Given passage —
Help is available in times of disaster

The past few weeks have been truly heartbreaking and a test of industry survival for many primary producers.

Many have gone from years of drought ravaged pastures and stock to losing entire herds in a week due to unprecedented flooding.

We have just witnessed, and are dealing with, the worst cattle losses in Australian history.

Previous articles have looked at using tax incentives such as forced sales or farm management deposits to smooth out the highs and lows of income that can occur in the primary production industry.

With an unprecedented disaster such as this, the focus must switch to recovery.

Though tax will always be an underlying driver in any business for these producers, the primary focus from a financial perspective will be in the clean-up, repairing of infrastructure and replenishing stock numbers.

Where stock has been significantly depleted or wiped out completely, generating a cash flow is not viable, or realistic.

The immediate assistance required here is a direct injection of cash to help producers manage this.  So what help is available to assist with the challenges that lie ahead?

There are grants and low-interest loans available to those affected by this disaster.

Each of these tools will assist in raising the necessary cash required to help these businesses in this time of recovery and rebuilding.

Stored data —
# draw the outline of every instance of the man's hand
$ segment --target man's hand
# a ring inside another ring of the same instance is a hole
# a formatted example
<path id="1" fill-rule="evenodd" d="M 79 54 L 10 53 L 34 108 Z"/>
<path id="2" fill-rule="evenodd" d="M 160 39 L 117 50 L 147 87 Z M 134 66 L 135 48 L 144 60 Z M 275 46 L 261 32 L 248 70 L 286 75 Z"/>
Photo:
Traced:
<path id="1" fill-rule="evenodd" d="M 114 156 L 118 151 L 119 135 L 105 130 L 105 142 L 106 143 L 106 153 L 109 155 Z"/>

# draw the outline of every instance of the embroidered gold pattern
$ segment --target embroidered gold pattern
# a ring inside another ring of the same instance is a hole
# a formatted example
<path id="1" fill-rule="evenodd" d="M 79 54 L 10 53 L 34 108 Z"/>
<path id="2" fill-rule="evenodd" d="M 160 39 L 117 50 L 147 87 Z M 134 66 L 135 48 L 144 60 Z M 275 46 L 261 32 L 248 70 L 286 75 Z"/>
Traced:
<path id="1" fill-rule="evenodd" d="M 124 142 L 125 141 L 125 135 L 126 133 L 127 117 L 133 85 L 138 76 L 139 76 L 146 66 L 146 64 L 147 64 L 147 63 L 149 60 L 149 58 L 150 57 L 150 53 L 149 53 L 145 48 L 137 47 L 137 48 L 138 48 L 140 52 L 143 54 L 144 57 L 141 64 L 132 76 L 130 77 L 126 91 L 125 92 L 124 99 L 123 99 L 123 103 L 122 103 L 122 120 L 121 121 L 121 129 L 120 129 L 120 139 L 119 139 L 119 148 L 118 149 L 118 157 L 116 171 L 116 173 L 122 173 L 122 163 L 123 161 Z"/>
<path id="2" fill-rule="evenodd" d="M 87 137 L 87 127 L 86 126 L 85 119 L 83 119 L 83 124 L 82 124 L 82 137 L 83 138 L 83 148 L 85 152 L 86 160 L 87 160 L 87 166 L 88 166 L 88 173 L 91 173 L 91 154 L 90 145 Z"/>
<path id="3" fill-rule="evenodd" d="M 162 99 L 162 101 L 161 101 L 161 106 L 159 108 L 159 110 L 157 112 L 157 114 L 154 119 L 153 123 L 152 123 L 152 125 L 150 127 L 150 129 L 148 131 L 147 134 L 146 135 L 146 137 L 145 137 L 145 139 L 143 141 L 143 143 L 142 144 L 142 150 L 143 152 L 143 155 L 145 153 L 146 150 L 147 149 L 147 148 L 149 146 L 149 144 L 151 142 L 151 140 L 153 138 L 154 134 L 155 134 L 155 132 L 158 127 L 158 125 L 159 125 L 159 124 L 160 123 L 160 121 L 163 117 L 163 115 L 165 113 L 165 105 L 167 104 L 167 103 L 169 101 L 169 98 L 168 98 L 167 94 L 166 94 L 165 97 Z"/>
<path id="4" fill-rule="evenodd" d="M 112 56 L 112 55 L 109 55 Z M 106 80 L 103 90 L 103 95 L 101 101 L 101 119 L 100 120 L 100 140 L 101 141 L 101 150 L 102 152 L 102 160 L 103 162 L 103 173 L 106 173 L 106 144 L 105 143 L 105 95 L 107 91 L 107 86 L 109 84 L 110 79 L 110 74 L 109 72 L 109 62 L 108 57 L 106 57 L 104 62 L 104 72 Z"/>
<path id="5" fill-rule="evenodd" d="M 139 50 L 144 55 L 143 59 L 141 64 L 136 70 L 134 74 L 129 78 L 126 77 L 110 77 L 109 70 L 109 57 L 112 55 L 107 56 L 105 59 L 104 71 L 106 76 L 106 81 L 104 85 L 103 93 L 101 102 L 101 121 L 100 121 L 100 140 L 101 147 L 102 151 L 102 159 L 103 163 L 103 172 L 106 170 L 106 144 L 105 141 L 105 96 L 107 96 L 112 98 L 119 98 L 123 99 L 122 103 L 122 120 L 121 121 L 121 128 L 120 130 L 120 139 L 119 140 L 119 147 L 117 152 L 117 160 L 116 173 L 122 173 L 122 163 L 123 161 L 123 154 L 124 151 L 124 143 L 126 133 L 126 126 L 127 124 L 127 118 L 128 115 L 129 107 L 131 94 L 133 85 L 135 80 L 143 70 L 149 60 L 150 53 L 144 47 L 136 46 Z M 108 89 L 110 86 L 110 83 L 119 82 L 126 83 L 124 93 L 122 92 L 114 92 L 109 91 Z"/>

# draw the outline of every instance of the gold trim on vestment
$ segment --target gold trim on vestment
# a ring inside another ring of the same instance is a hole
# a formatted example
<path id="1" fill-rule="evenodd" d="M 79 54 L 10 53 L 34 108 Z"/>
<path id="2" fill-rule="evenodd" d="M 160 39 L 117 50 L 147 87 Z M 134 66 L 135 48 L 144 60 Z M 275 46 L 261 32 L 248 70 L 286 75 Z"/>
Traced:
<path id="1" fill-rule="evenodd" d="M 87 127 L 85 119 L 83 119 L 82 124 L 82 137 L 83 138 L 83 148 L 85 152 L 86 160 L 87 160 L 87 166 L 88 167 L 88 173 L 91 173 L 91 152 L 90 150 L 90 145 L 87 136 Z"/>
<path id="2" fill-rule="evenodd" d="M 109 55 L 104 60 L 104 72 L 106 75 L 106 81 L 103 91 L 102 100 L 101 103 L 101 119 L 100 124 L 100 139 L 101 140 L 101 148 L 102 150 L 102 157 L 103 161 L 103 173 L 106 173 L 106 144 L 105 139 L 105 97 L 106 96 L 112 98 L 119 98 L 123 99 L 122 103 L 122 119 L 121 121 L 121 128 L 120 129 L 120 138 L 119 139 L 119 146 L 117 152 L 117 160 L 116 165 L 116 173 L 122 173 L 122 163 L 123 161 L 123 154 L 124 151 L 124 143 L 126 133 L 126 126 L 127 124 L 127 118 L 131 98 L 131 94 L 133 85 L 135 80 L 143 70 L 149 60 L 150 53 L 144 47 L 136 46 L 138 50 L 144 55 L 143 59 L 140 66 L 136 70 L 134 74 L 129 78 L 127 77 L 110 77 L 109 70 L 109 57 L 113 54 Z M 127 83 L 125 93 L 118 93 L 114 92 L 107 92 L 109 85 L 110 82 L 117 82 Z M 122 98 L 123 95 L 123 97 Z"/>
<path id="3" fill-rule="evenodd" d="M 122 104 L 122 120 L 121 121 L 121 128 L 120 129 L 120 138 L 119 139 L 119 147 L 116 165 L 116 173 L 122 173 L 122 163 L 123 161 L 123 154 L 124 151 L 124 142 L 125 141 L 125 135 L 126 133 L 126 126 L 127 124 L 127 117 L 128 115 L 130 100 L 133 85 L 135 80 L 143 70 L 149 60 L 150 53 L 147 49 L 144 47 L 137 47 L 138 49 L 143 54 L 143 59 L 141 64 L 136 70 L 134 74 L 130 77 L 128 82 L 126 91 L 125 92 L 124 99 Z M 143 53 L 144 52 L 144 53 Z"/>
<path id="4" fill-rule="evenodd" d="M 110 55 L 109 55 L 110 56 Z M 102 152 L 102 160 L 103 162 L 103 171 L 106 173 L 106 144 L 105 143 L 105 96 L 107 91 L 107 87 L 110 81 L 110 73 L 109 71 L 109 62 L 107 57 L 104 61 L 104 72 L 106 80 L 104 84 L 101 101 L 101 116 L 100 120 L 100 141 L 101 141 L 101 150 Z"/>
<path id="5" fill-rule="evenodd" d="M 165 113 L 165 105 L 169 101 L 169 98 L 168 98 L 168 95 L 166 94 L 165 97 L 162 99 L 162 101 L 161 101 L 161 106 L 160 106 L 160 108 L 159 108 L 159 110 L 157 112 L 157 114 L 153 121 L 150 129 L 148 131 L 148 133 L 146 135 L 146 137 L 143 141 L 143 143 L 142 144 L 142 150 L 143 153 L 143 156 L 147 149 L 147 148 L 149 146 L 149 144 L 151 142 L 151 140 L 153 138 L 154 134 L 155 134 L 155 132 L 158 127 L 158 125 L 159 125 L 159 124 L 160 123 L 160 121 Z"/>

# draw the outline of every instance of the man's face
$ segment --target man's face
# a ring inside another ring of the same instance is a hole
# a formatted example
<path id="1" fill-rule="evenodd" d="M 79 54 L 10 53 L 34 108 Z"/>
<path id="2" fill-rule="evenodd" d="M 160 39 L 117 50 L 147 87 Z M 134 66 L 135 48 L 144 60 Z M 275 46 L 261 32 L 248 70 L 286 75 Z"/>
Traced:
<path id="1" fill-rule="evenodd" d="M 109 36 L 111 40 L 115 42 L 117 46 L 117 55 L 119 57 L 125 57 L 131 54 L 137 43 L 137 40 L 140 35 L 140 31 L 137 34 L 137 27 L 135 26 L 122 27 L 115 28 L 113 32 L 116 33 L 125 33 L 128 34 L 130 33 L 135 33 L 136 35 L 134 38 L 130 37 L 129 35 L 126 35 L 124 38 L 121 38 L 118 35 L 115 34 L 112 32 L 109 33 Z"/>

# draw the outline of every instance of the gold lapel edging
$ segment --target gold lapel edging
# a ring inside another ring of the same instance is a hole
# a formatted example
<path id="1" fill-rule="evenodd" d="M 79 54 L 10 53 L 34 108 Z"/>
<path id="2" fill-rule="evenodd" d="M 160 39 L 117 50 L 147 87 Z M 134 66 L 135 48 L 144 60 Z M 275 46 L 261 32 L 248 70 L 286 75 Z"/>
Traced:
---
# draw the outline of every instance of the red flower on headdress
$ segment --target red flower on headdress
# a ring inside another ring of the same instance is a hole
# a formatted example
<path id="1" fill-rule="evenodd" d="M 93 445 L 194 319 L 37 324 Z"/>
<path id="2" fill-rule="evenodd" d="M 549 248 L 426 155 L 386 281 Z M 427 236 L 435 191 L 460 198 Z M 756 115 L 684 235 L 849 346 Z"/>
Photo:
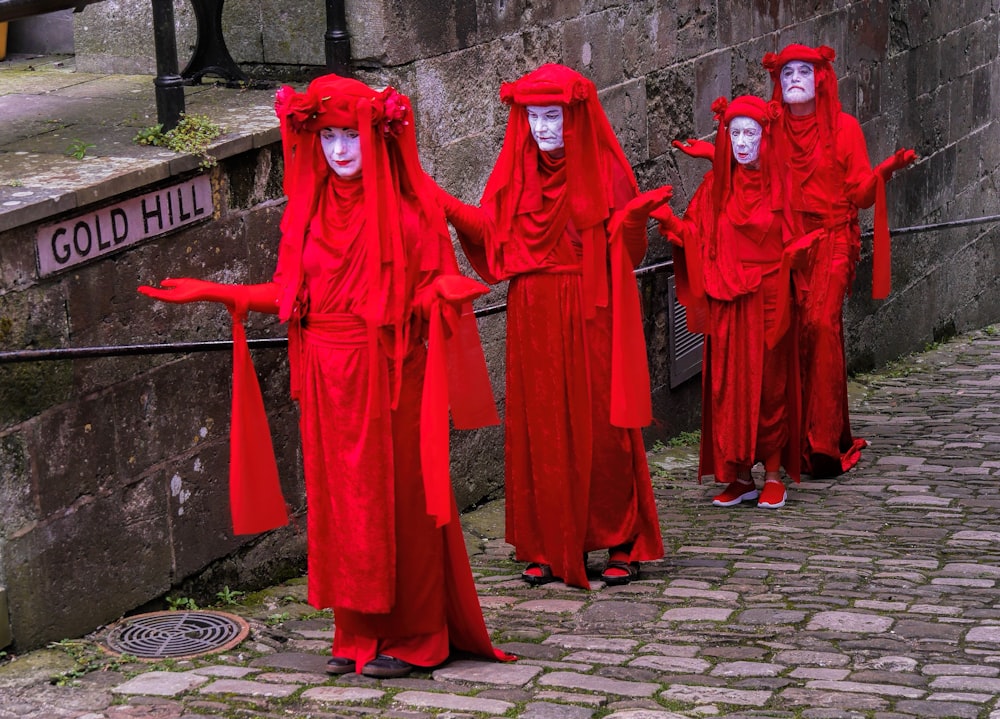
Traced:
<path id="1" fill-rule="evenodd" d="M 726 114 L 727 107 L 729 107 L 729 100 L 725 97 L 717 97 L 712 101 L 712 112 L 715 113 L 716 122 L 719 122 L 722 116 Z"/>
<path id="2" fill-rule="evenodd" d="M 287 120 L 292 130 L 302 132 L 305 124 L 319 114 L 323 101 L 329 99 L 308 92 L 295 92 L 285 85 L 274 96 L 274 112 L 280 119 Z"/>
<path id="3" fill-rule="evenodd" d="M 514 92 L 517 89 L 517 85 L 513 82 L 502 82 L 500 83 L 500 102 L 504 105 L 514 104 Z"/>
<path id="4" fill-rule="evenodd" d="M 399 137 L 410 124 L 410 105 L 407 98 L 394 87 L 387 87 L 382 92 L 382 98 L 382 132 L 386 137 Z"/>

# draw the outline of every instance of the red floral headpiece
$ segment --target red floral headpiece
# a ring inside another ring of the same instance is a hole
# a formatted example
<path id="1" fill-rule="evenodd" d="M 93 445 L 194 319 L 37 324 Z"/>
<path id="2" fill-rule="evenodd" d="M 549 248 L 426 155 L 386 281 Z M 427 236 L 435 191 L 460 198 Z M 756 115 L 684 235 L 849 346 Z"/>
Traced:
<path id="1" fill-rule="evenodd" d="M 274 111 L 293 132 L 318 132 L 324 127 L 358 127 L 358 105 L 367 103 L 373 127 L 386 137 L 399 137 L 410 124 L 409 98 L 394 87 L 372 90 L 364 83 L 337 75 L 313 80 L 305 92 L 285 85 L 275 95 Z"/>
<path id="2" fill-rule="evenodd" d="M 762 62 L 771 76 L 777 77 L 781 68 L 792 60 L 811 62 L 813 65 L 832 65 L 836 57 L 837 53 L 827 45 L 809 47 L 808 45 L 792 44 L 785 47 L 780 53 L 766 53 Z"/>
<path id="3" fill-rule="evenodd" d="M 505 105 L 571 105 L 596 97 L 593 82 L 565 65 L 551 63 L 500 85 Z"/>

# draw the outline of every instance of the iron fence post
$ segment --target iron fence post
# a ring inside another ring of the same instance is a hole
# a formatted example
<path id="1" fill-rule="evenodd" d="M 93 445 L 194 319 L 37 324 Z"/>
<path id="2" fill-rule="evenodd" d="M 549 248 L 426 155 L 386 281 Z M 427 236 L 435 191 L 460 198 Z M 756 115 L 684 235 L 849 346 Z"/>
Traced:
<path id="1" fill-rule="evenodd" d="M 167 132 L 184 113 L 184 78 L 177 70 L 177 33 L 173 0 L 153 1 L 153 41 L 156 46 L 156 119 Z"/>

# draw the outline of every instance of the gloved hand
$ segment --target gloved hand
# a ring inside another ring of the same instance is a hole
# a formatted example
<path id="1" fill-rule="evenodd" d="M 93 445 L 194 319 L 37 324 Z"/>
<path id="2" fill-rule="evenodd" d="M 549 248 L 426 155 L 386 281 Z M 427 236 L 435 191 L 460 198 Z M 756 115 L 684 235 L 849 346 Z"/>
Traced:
...
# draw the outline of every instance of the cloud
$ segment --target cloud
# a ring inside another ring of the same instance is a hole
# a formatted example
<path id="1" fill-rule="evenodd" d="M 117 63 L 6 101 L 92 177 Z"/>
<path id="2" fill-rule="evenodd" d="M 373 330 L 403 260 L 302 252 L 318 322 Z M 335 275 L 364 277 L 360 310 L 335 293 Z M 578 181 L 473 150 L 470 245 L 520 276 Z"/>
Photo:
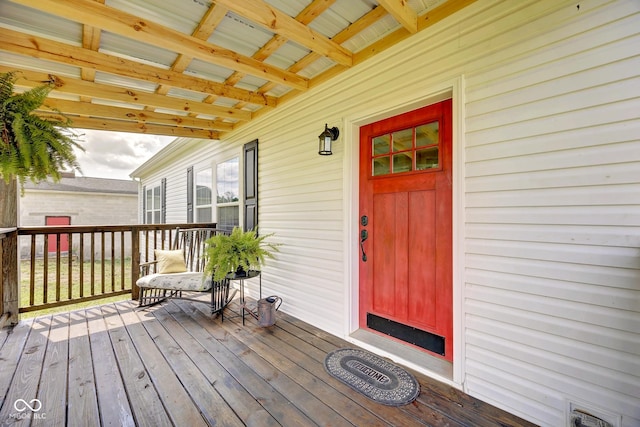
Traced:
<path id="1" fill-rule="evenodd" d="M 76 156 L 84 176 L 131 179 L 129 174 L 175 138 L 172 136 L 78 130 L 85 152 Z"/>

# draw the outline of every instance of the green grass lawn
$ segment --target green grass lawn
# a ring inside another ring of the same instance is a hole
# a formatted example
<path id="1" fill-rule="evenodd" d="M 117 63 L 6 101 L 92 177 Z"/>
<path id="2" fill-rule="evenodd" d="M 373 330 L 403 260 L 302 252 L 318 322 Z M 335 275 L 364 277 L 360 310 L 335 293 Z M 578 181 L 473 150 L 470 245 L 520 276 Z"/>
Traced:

List of tasks —
(A) According to the passage on disaster help for primary producers, what is available to those affected by this disaster?
(B) State whether each statement agrees with the passage on disaster help for primary producers, quoting the words that decide it.
(i) The recent cattle losses are described as the worst in Australian history.
(ii) Generating a cash flow remains realistic where stock has been wiped out completely.
(iii) Earlier articles examined forced sales and farm management deposits as tax incentives.
(C) List every item that the passage on disaster help for primary producers names as the primary financial focus for these producers.

Solved problems —
(A) Grants and low-interest loans.

(B)
(i) Yes: "the worst cattle losses in Australian history."
(ii) No: "generating a cash flow is not viable, or realistic."
(iii) Yes: "using tax incentives such as forced sales or farm management deposits"

(C)
- The clean-up
- Repairing of infrastructure
- Replenishing stock numbers